Re: [AMBER] Scabilility of the code in cpus

From: David A Case <david.case.rutgers.edu>
Date: Tue, 22 May 2018 16:38:59 -0400

On Tue, May 22, 2018, Ana Luisa Novo de Oliveira wrote:
>
> I´m currently applying for a supercomputer project and they asked me for
> the scability of the code in Marenostrum IV. Each node has two Intel
> Xeon Platinum chips, each of it with 24 processors. Do you have any data
> for systems running on this architecture? The minimal number of cores
> for these projects is 1024. My systems have around 175000 atoms. Would
> the amber code be suitable for my simulations?

Historically, Amber has been a poor choice for requirements like those
above, at least if you are considering fine-grained parallel runs, where
a single trajectory is divided up among 1024 processors. Until very
recently, Amber would scale to at best ~100-150 cores on a single
trajectory.

........

SET PROBLEM. Print everything in the mailing-list reply about Amber scaling from "On Tue, May" down to "for my simulations?", word for word.

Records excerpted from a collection
........

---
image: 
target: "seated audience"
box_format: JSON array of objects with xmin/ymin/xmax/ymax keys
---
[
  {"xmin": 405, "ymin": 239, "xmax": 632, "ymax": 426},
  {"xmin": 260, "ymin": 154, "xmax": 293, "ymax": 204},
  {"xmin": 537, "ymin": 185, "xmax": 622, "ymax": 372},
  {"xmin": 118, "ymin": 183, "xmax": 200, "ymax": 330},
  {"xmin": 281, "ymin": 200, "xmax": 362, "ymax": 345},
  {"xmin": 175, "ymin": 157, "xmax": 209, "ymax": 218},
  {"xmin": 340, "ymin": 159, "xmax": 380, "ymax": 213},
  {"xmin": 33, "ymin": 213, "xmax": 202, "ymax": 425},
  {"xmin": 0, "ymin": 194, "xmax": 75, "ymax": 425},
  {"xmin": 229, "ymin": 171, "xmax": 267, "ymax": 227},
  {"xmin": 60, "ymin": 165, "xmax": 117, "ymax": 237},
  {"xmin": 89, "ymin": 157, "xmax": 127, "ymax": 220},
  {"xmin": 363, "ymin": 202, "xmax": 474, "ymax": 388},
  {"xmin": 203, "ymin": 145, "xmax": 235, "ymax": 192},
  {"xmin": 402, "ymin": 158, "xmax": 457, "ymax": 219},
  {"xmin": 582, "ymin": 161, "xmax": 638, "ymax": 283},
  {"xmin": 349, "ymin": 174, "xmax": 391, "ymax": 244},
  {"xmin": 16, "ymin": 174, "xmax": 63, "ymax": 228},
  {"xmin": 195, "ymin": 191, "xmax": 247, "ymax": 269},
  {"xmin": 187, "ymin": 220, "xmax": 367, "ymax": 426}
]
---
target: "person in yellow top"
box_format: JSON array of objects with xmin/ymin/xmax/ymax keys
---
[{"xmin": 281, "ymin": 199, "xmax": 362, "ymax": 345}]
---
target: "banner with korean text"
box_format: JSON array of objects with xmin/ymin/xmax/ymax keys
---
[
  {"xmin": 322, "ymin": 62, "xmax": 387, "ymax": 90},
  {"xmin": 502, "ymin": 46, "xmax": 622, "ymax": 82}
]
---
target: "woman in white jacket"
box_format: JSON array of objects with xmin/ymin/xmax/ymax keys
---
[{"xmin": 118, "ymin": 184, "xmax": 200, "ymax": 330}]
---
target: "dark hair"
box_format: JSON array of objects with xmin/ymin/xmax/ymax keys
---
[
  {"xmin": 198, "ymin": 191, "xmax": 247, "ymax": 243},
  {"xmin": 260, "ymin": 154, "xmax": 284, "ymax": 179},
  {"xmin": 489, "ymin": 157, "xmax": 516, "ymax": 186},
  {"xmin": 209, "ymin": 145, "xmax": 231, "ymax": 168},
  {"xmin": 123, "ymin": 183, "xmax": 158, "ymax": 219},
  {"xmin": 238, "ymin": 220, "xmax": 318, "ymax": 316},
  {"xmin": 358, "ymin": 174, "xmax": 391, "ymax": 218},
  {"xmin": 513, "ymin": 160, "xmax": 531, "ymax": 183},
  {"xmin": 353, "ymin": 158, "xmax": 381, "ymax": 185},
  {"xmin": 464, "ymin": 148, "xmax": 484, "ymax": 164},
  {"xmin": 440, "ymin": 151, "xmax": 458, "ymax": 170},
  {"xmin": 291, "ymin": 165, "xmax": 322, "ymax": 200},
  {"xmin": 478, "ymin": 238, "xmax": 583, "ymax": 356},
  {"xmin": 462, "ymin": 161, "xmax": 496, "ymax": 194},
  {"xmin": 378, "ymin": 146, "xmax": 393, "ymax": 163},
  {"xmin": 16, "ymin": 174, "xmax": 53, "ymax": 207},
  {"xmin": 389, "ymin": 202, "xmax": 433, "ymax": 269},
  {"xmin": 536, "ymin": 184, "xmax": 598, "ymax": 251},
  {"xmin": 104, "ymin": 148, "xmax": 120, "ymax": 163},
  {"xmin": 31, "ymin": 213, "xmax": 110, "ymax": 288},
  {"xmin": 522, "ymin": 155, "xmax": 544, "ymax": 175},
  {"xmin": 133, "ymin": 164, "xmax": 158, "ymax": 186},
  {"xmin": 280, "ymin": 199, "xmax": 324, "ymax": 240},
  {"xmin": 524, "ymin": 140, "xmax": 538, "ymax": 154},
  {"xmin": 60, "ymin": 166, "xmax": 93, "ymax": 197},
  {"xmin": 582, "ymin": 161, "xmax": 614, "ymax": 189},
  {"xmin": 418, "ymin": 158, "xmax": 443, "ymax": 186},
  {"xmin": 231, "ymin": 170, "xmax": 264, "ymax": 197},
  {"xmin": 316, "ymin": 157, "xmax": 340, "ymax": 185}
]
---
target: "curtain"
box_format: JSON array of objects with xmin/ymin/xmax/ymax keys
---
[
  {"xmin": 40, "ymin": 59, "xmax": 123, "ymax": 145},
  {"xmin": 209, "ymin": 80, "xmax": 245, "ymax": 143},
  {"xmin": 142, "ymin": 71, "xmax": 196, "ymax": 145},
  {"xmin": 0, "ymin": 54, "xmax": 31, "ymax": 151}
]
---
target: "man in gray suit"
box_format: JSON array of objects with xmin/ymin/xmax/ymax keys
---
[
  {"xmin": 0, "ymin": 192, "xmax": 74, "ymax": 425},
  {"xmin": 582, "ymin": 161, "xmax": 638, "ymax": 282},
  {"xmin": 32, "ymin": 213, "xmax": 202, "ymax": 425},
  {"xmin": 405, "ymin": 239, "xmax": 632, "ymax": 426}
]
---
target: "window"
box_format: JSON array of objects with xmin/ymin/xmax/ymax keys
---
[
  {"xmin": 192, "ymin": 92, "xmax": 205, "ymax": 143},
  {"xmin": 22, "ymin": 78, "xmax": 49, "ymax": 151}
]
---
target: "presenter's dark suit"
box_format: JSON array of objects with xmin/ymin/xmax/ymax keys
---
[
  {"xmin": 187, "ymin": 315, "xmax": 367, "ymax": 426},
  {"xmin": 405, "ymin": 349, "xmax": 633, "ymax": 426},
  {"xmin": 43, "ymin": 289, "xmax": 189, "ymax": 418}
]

........

CORRECT ANSWER.
On Tue, May 22, 2018, Ana Luisa Novo de Oliveira wrote:
>
> I´m currently applying for a supercomputer project and they asked me for
> the scability of the code in Marenostrum IV. Each node has two Intel
> Xeon Platinum chips, each of it with 24 processors. Do you have any data
> for systems running on this architecture? The minimal number of cores
> for these projects is 1024. My systems have around 175000 atoms. Would
> the amber code be suitable for my simulations?